▶ Given request: Take the line that contains "Where can the mount" and each line after it in the material below, and transcribe them exactly, stopping at the end.

▶ Exercise input:
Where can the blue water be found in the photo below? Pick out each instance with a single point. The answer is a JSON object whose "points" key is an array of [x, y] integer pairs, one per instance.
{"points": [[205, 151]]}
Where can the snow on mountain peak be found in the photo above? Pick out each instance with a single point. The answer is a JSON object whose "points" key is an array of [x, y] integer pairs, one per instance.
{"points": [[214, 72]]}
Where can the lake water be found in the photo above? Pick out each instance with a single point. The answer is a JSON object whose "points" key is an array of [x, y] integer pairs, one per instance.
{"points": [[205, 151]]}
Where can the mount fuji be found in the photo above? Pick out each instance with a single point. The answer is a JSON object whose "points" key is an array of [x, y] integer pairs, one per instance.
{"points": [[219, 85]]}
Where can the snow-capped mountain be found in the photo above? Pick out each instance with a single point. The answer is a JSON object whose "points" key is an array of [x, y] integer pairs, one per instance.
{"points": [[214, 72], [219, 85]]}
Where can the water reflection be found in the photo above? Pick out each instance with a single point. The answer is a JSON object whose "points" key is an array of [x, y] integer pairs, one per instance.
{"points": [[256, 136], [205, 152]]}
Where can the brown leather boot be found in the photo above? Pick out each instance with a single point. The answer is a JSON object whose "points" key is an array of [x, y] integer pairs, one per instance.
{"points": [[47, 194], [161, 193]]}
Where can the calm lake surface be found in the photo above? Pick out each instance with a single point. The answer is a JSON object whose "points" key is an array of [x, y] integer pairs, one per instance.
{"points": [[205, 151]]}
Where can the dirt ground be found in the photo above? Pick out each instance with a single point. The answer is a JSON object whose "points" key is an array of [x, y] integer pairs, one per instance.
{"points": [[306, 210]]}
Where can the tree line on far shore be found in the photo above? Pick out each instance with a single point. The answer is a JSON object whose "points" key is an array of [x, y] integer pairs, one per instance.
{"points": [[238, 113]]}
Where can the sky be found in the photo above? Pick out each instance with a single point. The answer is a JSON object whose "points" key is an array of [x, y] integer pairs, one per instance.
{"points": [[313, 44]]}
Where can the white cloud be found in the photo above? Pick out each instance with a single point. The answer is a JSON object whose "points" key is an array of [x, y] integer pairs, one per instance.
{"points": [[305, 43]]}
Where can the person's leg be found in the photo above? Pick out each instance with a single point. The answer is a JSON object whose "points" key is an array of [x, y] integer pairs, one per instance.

▶ Answer to the exercise:
Where can the mount fuji be found in the photo above? Pick out each instance with a single point. The answer is a JSON object whose "points" key is an array of [x, y] integer pairs, one per instance.
{"points": [[219, 85]]}
Where can the snow-capped mountain be found in the photo above? Pick out each instance with a single point. The answer is a JSON object whose "points" key is an array of [x, y] integer pairs, one per instance.
{"points": [[214, 72], [219, 85]]}
Where can the water reflection be found in the photo above? Pick out each instance with a single point. The answer is a JSON object whose "points" key is an array of [x, y] integer pairs, one per instance.
{"points": [[256, 136], [205, 152]]}
Where can the brown leather boot be found in the photo above? Pick out each instance with a single point. The answer is a JSON object whose "points" key is an array of [x, y] integer pairs, one per instance.
{"points": [[47, 194], [161, 193]]}
Where can the calm lake surface be found in the photo above? Pick out each instance with a single point. The answer is a JSON object whose "points" key is an array of [x, y] integer pairs, one per instance.
{"points": [[205, 151]]}
Where can the dirt ground be found in the photo above? Pick out each instance with a single point. The answer is a JSON object whose "points" key is an array of [x, y] integer pairs, one per instance.
{"points": [[306, 210]]}
Where can the tree line on far shore be found in the photo above? Pick out each instance with a single point. The answer is a JSON object whose "points" key is an array of [x, y] integer pairs, one per instance.
{"points": [[238, 113]]}
Where can the sky be found in the photo above? Pick out each instance with a single point. The answer is a JSON object whose "points" key is an array of [x, y] integer pairs, one per instance.
{"points": [[313, 44]]}
Where can the white cloud be found in the photo above? Pick out each instance with a single point. The answer is a JSON object whose "points" key is an array of [x, y] integer pairs, one per instance.
{"points": [[305, 43]]}
Where can the person's leg be found in the photo above? Pick out each instance with a single point. The answer is a JSON object whose "points" key is an array of [x, y] integer pairs, one per instance.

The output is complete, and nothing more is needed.